[Excerpts from point annotation data]

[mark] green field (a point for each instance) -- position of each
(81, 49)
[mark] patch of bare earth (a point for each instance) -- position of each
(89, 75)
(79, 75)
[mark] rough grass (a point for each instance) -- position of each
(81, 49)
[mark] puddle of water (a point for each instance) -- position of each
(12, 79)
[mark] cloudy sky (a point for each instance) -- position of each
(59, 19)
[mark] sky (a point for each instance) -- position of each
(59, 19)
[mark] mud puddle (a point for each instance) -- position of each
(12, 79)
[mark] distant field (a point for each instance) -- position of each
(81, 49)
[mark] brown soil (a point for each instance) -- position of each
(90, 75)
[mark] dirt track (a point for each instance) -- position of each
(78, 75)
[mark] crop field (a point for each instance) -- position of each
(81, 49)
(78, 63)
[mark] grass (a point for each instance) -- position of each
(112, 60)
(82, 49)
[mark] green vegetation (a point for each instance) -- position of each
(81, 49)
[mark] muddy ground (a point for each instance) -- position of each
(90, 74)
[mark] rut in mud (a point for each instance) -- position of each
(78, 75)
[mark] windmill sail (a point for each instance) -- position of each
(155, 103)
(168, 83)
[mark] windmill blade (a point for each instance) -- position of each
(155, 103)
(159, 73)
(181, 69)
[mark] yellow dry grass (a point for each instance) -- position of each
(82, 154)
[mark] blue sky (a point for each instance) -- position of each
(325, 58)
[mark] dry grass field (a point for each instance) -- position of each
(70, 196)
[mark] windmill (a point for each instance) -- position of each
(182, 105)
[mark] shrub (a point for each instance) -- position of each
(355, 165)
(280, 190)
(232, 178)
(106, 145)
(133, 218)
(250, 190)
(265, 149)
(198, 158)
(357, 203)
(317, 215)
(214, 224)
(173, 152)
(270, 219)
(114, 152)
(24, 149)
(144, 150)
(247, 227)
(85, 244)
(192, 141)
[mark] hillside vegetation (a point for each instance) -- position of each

- _Job_: Reproduce the records word for word.

- _Answer for the task_:
[mark] green field (a point for each instance) -- position of each
(81, 49)
[mark] patch of bare earth (a point for each instance) -- position of each
(89, 75)
(79, 75)
[mark] rough grass (a point for each instance) -- position of each
(81, 49)
[mark] puddle of water (a point for each instance) -- position of each
(12, 79)
[mark] cloudy sky (a point for each instance) -- position of each
(59, 19)
[mark] sky (a point for each instance) -- position of each
(59, 19)
[mark] mud puddle (a point for each instance) -- position of each
(12, 79)
[mark] distant field (a point for each instance) -- position of each
(81, 49)
[mark] brown soil (a point for each instance) -- position of each
(90, 75)
[mark] dirt track (a point for each instance) -- position of each
(78, 75)
[mark] crop field (a point for each instance) -- position of each
(81, 49)
(78, 63)
[mark] grass (a point for each instance) -- position of each
(112, 60)
(82, 49)
[mark] green vegetation (a point for each instance) -- position of each
(81, 49)
[mark] muddy ground (a point for each instance) -- position of each
(90, 74)
[mark] rut in mud (a point for each instance) -- position of each
(78, 75)
[mark] windmill sail (a point for each instance) -- position of each
(155, 103)
(168, 83)
[mark] windmill blade (a point for each instance) -- position of each
(155, 103)
(159, 73)
(181, 69)
[mark] yellow dry grass (a point for each instance) -- position of each
(82, 154)
[mark] blue sky (a point for each instance) -- position of each
(325, 58)
[mark] dry grass field (a point for each instance) -- position of each
(70, 196)
[mark] windmill (a point for each instance) -- position of each
(182, 105)
[mark] shrub (a point for each instance) -- position of each
(355, 165)
(280, 190)
(232, 178)
(106, 145)
(133, 218)
(250, 190)
(265, 149)
(198, 158)
(357, 203)
(317, 215)
(214, 224)
(173, 152)
(270, 219)
(114, 152)
(24, 149)
(144, 150)
(247, 227)
(85, 244)
(192, 141)
[mark] hillside vegetation (a point for each instance) -- position of each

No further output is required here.